◆ TASK DETAILS:
Write out all of the records, keeping each one exactly as written.

◆ Natural language region descriptions:
++++++++

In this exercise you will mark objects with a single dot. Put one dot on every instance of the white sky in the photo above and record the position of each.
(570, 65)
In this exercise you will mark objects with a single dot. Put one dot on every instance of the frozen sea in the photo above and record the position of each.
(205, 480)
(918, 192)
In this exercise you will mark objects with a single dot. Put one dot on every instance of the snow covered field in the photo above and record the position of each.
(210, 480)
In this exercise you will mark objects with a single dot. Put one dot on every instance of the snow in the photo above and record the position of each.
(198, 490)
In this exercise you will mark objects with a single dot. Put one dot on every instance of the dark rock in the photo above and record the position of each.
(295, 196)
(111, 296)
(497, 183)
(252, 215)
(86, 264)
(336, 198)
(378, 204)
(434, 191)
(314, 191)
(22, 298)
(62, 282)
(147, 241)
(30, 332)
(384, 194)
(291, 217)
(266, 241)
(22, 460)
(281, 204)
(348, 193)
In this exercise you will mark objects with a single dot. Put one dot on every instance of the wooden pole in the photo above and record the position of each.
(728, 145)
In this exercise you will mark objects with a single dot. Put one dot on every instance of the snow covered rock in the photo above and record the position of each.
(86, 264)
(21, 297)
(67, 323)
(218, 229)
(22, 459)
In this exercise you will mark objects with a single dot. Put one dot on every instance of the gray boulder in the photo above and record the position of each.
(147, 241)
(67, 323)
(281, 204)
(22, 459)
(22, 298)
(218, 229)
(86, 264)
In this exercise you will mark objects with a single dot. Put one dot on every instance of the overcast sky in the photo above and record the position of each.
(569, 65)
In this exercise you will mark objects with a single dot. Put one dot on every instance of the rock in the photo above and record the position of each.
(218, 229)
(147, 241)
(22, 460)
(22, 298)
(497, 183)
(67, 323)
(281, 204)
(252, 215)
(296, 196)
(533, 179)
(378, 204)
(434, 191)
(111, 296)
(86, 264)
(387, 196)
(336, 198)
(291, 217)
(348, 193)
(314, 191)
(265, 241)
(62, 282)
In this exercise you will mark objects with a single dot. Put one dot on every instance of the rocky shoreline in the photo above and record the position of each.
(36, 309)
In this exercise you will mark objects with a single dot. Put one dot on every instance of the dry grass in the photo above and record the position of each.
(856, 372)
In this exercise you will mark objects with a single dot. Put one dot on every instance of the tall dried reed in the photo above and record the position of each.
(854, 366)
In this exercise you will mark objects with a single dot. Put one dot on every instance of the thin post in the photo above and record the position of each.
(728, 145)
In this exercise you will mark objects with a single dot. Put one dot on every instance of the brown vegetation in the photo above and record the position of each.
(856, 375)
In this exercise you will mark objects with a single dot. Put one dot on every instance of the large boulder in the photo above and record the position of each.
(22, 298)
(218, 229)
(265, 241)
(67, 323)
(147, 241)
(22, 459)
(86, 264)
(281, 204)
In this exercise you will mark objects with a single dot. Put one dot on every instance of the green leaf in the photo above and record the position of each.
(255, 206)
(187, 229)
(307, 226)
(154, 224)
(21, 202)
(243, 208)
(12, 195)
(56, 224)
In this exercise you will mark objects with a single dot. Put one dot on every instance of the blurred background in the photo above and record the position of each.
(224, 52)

++++++++

◆ RESPONSE TO THE TASK:
In this exercise you will mark objects with a single dot. Put one dot on every instance of the white sky in the photo above and record the position of each.
(570, 65)
In this exercise you will mark objects with a single dot. Put one dot on every instance of the frozen sea in the photo above and record the position of each.
(205, 480)
(918, 192)
In this exercise you will mark objects with a single dot. Put one dot on every instance of the snow covered field in the photo above and record the position of each.
(210, 480)
In this exercise you will mark objects with a single dot. Put one dot on every instance of the snow in the photo above and record the position of each.
(198, 490)
In this exercise you will mark objects with a single dot. Put one dot on every instance of the dark rock in the photo above and record the position of each.
(295, 196)
(111, 296)
(497, 183)
(252, 215)
(86, 264)
(336, 198)
(378, 204)
(434, 191)
(314, 191)
(22, 298)
(62, 282)
(147, 241)
(30, 332)
(384, 194)
(291, 217)
(266, 241)
(22, 460)
(281, 204)
(348, 193)
In this exercise you will mark objects with a single dot. Put one dot on every instance of the wooden pole in the photo above and record the position of each.
(728, 145)
In this exercise you will mark objects with a single dot. Put one dot on every instance of the snow covered rock in the photo above and record the position of each.
(86, 264)
(21, 297)
(67, 323)
(218, 229)
(22, 459)
In this exercise you will mark objects with a single dot. Put one dot on every instance of the gray boulder in the photo above and record the position of each.
(147, 241)
(67, 323)
(281, 204)
(22, 459)
(22, 298)
(218, 229)
(86, 264)
In this exercise you will mark objects with a single dot. Put one dot on every instance of the overcast sky in the photo above and record the position of each.
(569, 65)
In this exercise you will mark objects with a single dot. Put one dot on every instance of the rock in the photo above and record the position of each.
(218, 229)
(147, 241)
(22, 460)
(22, 298)
(497, 183)
(67, 323)
(281, 204)
(252, 215)
(296, 196)
(533, 179)
(378, 204)
(434, 191)
(111, 296)
(86, 264)
(387, 196)
(336, 198)
(291, 217)
(348, 193)
(314, 191)
(265, 241)
(62, 282)
In this exercise you will mark objects with a single dot. Put one dot on every instance of the rocky shoreline in the photo above and record the position of each.
(36, 309)
In this exercise you will mark objects with a single dot. Put one dot on every instance of the dry grass in the photo above and record the position of each.
(856, 372)
In this exercise you will mark objects with a single dot. Put one dot on every instance of the tall dried reed in the photo above and record the position of each.
(854, 366)
In this exercise you will mark objects with a single dot. Put one dot on every instance of the thin post in the photo above and record the position of each.
(728, 145)
In this exercise you will mark objects with a single dot. Put one dot on every instance of the brown vegetation in the photo above and record the position of each.
(856, 375)
In this exercise you will mark objects with a single dot. Put one dot on every instance of the large boulder in the photo above and record the position of each.
(22, 298)
(218, 229)
(265, 241)
(67, 323)
(147, 241)
(22, 459)
(86, 264)
(281, 204)
In this exercise you will mark objects with a single dot. Put one dot on every instance of the green leaf in the photo above and record the position of each.
(255, 206)
(187, 229)
(307, 226)
(154, 224)
(21, 202)
(243, 208)
(12, 195)
(56, 224)
In this exercise you will mark objects with a single dot. Put one dot on every instance of the blurred background in the photo above and record the position of each.
(224, 52)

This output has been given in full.